Passage
## Begin
But to me those are not creative elements directly related to the plot, they are just patches needed to make the setting or circumstances sound more plausible. They are an assist that probably would not even be mentioned more than once.

On the other hand, big questions that are basically "give me a plot" or "What's my finale" are not something I answer; and I may VTC.

Obviously, world building strongly influences story building, that's why it is important. So my advice is to look at the balance between these; and if too much of the answer is about the characters, plots, events in the story then I consider it off-topic here.

These questions are directly discouraged by the terms of the site, they should by the rules be closed as either "too-broad" or "primarily opinion based" but there's a number of issues with these questions that mean they A. keep occurring and B. don't get closed when they should be:

  • mainly these questions don't get closed as fast as they should because they grab people's attention in a way that means a lot of people, and I'm at least as guilty of this as anyone, answer them instead of voting to close them immediately the way they should. I often see question I've answered on the review queue and, looking at them in that, different, light realise that I shouldn't have done that but too late.

They keep happening because:

  1. a lot of the OPs of these questions don't realise what they've done and/or don't see the question as fishing/idea generation. For example I asked what I thought was a simple question about R&D but it turns out there's actually a science that people do doctorates in that attempt, and fail, to answer said question. I knew there was a science, what I didn't realise was that said science actually attempted to cover my question.

  2. if an OP doesn't see any answers at all to the issue they're asking about then while the question is absolutely idea generation it doesn't look like it to the OP, they're looking for a single answer to a question they feel may have none at all not the broad array of ideas they are suddenly offered.
## End
Problem 1
Copy the post on closing questions word for word, starting at "They keep happening" and ending at "are suddenly offered.".
Problem 2
According to the post on closing questions, under which two reasons should these questions be closed by the rules?

Data supplied
## Begin
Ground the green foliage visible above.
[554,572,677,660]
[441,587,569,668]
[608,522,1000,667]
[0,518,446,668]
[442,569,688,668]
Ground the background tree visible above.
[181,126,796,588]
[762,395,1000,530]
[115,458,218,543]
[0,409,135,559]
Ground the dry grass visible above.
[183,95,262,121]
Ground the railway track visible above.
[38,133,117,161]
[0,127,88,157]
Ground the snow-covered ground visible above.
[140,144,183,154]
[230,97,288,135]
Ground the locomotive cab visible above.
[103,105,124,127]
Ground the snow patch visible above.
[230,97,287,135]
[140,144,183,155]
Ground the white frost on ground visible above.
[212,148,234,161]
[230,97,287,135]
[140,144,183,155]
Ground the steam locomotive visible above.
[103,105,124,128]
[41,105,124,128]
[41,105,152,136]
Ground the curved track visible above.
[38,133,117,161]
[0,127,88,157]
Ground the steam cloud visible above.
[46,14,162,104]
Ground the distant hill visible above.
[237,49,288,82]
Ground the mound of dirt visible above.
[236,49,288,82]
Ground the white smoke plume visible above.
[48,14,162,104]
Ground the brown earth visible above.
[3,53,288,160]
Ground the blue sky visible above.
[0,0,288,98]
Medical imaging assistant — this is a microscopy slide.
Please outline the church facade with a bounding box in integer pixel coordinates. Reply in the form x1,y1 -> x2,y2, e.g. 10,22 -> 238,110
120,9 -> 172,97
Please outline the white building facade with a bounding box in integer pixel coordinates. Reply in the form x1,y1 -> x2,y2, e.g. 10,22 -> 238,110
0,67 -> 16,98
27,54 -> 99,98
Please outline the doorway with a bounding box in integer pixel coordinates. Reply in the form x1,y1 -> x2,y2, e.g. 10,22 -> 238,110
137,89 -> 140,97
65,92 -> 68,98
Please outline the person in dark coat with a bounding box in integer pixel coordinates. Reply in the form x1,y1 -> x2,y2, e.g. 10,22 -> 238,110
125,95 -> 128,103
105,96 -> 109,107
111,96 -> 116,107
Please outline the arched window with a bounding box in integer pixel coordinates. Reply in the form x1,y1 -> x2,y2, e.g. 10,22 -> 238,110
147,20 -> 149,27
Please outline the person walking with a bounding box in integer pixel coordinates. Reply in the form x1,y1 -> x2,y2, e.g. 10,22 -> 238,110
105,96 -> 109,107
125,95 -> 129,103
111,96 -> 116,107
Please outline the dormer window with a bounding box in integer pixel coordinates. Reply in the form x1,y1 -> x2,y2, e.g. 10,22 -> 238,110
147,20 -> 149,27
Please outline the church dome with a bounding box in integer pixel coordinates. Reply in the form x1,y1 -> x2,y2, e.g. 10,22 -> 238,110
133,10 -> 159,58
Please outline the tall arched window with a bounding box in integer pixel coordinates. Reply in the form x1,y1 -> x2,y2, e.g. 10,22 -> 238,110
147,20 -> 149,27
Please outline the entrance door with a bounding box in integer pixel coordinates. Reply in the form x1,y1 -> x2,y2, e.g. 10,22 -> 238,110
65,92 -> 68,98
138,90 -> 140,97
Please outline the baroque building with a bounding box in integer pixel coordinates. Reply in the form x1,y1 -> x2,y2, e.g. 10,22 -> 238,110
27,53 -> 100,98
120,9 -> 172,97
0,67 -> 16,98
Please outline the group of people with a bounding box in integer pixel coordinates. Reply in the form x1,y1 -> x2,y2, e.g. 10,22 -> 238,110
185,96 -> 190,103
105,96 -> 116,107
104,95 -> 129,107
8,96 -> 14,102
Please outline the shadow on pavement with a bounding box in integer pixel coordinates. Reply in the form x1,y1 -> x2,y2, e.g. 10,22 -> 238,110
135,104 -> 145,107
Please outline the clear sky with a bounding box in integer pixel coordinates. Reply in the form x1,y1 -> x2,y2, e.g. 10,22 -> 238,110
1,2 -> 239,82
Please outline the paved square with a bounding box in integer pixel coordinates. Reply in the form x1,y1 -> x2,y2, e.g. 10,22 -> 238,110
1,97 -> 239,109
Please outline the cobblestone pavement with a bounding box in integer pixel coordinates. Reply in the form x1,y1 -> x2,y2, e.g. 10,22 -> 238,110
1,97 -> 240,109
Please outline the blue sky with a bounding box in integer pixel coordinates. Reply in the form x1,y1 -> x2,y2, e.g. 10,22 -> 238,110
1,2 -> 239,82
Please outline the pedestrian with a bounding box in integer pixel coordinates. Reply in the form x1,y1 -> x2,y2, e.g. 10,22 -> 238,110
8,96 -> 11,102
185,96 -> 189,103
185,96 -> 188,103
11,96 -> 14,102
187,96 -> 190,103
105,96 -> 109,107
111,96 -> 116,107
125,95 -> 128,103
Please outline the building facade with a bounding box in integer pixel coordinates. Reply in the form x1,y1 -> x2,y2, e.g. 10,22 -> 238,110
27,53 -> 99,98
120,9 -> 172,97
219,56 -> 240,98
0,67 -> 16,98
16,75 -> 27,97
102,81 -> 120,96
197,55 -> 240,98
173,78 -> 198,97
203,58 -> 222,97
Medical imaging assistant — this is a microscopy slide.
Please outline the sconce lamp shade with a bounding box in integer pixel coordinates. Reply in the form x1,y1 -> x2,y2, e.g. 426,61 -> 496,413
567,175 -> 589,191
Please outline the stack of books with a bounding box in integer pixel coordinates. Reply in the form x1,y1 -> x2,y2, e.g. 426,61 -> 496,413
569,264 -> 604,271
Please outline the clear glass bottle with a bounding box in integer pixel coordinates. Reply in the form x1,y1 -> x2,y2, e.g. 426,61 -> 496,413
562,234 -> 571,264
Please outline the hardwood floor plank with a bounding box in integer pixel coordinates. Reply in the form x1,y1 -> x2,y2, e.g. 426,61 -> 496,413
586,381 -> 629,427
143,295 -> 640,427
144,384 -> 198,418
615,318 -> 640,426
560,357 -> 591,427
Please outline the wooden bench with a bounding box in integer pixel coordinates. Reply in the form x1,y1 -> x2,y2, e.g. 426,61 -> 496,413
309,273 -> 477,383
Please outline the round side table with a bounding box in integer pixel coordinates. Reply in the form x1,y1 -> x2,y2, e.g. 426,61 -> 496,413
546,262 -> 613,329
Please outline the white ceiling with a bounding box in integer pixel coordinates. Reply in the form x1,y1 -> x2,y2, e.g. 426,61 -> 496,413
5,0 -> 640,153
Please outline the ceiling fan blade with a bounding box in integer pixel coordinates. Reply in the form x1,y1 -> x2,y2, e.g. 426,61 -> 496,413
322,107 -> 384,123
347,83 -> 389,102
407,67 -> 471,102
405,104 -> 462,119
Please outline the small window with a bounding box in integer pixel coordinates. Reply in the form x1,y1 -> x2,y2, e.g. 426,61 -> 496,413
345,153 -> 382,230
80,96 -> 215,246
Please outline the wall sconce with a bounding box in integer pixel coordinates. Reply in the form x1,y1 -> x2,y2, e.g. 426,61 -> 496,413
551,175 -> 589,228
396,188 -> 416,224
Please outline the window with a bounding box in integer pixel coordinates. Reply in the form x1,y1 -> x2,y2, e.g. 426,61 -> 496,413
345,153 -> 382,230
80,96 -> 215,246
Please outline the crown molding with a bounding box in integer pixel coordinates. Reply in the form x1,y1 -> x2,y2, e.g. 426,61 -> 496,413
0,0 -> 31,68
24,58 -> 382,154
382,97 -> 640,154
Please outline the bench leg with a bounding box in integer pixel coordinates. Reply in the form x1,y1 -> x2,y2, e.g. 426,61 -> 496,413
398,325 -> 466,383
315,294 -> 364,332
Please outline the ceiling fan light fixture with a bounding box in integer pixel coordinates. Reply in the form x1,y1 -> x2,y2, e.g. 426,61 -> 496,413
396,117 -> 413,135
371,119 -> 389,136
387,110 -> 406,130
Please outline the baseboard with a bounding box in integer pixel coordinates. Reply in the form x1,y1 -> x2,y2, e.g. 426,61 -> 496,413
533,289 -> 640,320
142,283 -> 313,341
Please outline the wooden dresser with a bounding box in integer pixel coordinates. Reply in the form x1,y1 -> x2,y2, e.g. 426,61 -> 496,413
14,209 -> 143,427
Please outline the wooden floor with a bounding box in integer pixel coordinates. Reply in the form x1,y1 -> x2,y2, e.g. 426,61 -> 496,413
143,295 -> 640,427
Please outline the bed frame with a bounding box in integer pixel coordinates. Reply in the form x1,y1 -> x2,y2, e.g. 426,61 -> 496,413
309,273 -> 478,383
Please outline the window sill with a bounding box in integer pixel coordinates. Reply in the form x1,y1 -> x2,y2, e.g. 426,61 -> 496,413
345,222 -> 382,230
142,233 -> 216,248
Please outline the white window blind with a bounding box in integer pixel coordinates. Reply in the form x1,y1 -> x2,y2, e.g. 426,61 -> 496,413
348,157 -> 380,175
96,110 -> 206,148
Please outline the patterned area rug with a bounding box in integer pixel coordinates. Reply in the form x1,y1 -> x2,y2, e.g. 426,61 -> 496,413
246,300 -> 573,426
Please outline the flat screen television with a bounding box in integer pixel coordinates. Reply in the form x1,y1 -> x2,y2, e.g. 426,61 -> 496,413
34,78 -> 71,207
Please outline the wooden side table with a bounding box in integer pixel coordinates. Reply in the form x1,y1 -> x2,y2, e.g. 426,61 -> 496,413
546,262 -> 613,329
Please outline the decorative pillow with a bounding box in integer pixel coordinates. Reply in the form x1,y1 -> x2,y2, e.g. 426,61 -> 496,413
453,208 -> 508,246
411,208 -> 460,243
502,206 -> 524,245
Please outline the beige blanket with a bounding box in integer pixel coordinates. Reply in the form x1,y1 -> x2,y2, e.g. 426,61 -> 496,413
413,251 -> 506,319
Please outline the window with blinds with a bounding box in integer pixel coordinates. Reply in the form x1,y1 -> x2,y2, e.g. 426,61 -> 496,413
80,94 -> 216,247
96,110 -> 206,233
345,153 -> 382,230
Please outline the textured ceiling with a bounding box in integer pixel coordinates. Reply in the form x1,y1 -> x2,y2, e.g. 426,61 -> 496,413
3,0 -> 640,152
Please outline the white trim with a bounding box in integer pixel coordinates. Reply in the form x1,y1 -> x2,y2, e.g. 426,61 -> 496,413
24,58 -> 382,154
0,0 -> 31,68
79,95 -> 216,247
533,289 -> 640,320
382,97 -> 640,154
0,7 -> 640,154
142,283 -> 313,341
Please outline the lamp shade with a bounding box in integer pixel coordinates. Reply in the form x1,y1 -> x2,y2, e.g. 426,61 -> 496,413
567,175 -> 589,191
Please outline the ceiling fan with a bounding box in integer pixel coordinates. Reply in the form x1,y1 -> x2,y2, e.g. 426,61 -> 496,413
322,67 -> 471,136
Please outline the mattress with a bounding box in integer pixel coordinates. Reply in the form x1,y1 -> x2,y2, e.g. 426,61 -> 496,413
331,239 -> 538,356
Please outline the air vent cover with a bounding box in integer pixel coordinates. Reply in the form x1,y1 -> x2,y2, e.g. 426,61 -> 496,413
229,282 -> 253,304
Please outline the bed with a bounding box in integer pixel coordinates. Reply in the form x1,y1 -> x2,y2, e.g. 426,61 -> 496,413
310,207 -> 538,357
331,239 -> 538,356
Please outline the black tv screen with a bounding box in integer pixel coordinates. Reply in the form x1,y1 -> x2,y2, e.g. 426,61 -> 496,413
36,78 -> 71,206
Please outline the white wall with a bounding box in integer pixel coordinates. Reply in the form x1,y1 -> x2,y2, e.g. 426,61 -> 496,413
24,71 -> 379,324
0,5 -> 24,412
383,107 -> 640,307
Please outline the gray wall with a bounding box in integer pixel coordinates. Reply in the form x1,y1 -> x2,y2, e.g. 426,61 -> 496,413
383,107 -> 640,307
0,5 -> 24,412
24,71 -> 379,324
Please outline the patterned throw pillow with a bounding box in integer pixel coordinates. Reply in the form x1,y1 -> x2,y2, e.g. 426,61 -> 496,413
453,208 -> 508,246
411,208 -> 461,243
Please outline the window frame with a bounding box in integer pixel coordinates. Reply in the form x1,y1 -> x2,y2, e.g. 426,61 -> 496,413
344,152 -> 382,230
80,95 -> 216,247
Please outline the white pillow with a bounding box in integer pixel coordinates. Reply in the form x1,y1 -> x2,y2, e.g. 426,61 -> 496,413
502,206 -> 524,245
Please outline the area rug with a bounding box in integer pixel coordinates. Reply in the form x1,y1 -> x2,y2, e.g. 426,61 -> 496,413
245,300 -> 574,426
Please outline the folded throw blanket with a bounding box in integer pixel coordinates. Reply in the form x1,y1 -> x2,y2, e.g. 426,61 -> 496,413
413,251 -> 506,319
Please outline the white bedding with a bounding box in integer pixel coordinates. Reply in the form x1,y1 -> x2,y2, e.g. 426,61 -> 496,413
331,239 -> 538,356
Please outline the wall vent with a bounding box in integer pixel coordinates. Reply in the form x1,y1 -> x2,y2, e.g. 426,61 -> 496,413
## End
Finished answer 1
They keep happening because:

  1. a lot of the OPs of these questions don't realise what they've done and/or don't see the question as fishing/idea generation. For example I asked what I thought was a simple question about R&D but it turns out there's actually a science that people do doctorates in that attempt, and fail, to answer said question. I knew there was a science, what I didn't realise was that said science actually attempted to cover my question.

  2. if an OP doesn't see any answers at all to the issue they're asking about then while the question is absolutely idea generation it doesn't look like it to the OP, they're looking for a single answer to a question they feel may have none at all not the broad array of ideas they are suddenly offered.

Finished answer 2
"Too-broad" or "primarily opinion based."